— Task inputs —
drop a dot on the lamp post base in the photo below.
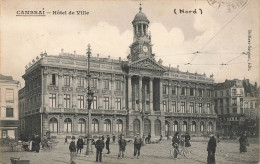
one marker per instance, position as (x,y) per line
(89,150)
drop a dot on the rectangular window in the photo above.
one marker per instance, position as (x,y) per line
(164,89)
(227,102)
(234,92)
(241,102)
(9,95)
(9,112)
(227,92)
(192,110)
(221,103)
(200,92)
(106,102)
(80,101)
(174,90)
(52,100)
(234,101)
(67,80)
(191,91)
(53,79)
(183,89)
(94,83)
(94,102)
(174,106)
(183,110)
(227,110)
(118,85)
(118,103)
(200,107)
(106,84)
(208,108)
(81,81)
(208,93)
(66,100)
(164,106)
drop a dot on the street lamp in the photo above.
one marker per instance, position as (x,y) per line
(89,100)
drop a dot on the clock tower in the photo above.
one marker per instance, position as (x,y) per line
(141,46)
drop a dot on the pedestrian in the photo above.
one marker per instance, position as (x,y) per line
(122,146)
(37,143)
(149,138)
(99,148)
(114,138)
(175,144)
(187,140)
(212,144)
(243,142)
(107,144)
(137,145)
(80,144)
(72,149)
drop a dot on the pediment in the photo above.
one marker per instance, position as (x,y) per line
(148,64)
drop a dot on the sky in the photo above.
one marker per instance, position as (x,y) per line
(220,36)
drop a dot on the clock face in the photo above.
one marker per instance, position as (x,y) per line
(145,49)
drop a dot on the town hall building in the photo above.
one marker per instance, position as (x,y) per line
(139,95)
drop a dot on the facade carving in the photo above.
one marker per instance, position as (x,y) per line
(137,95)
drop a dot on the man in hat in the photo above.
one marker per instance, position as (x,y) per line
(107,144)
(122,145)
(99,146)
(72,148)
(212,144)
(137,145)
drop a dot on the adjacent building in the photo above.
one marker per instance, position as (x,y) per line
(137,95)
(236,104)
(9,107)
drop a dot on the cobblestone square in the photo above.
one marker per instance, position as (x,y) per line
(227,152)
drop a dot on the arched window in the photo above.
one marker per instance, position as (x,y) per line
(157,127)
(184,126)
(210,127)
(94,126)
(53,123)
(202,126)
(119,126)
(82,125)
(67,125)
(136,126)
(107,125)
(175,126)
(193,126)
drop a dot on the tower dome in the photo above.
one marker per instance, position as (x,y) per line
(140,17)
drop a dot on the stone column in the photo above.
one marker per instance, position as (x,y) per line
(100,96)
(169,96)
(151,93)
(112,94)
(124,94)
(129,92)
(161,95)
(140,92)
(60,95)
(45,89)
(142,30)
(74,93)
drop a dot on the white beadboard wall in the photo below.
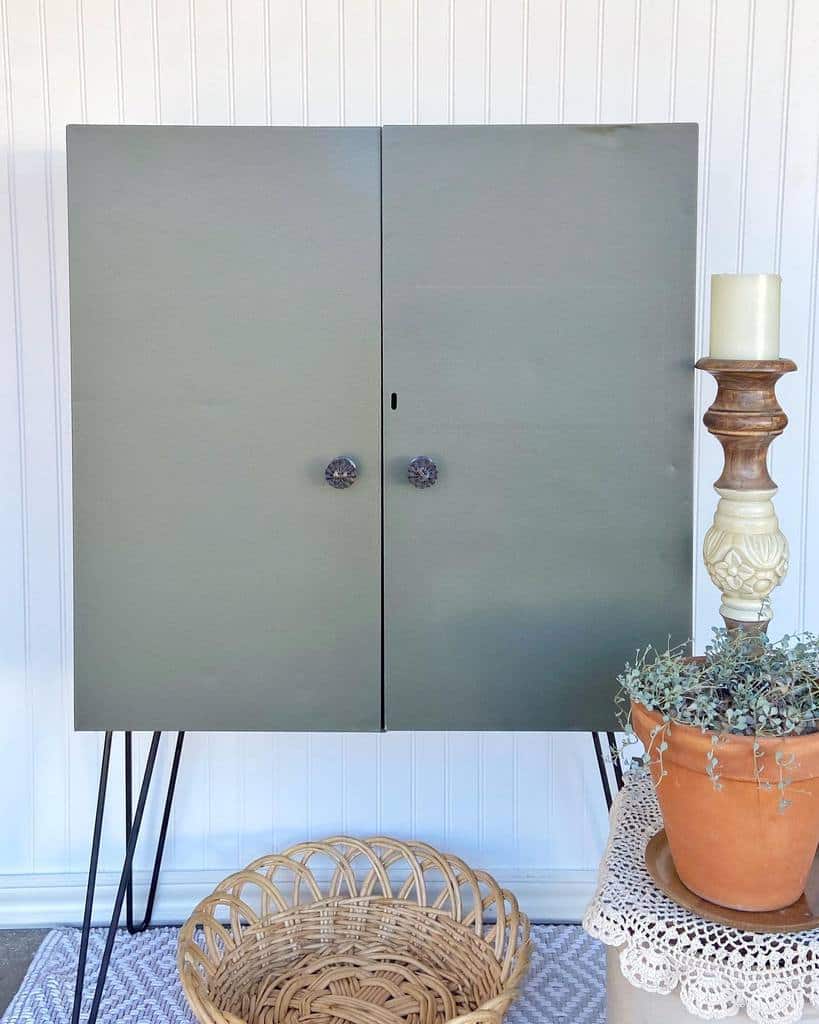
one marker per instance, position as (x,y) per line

— Exercise details —
Reproduce the entire listing above word for word, leaving out the pictures.

— Task answer —
drop a dot on the lamp post base in the photo below.
one marker per instance, position as (x,y) per line
(89,150)
drop a dot on the rectangular window in the photo above.
one marker per instance, position as (x,y) per line
(164,89)
(227,102)
(234,92)
(241,102)
(9,95)
(9,112)
(227,92)
(192,110)
(221,103)
(200,92)
(106,102)
(80,101)
(174,90)
(52,100)
(234,101)
(67,80)
(191,91)
(53,79)
(183,89)
(94,83)
(94,102)
(174,106)
(183,110)
(227,110)
(118,85)
(118,103)
(200,107)
(106,84)
(208,108)
(81,81)
(208,93)
(66,100)
(164,106)
drop a dot on the street lamp in the photo above.
one marker per instance, position as (x,y) per line
(89,100)
drop a dot on the clock tower in the photo above.
one marker per instance, position as (x,y) per line
(141,46)
drop a dot on the pedestrian in the photo above.
one marker per instance, position as (x,y) per line
(122,146)
(37,143)
(149,138)
(99,148)
(114,138)
(175,144)
(187,140)
(212,144)
(243,142)
(107,144)
(137,145)
(80,144)
(72,149)
drop a dot on the pediment in the photo above.
one marker per instance, position as (x,y) per line
(148,64)
drop a dot on the sky in the photo above.
one marker per instance, position as (x,y) per line
(220,36)
drop a dot on the clock face in the photo above.
one marker per instance, position as (x,y) per line
(145,49)
drop a dot on the town hall building in the photo above.
one marker per instance, position as (x,y) per line
(139,95)
drop a dot on the facade carving in the photo above.
one marker per instance, position as (x,y) per line
(137,95)
drop a dot on the man in hat in the photo above.
one marker per instance, position as (x,y) per line
(107,144)
(122,145)
(99,146)
(72,148)
(212,144)
(137,145)
drop a dot on the adjacent building in the photo above.
one marker per instance, position as (x,y) per line
(137,95)
(236,104)
(9,107)
drop a dot on the cobblestone square in the photo above.
one marker per instance, position as (x,y) per line
(227,152)
drop a dot on the arched window in the photo above.
one marker per instance, position as (x,y) per line
(157,127)
(184,126)
(210,127)
(94,126)
(53,123)
(202,126)
(119,126)
(82,125)
(67,125)
(136,126)
(107,125)
(175,126)
(193,126)
drop a dot on the tower dome in the photo above.
one marker per instance, position as (x,y) per line
(140,17)
drop a dot on the stone column in the photo above.
one marker per instance, position as (x,y) per line
(100,96)
(169,96)
(151,93)
(112,94)
(124,94)
(129,92)
(161,95)
(140,92)
(60,95)
(45,89)
(142,30)
(74,93)
drop a dot on the white beadboard wall in the photo below.
one marker per instance, position as (x,y) per line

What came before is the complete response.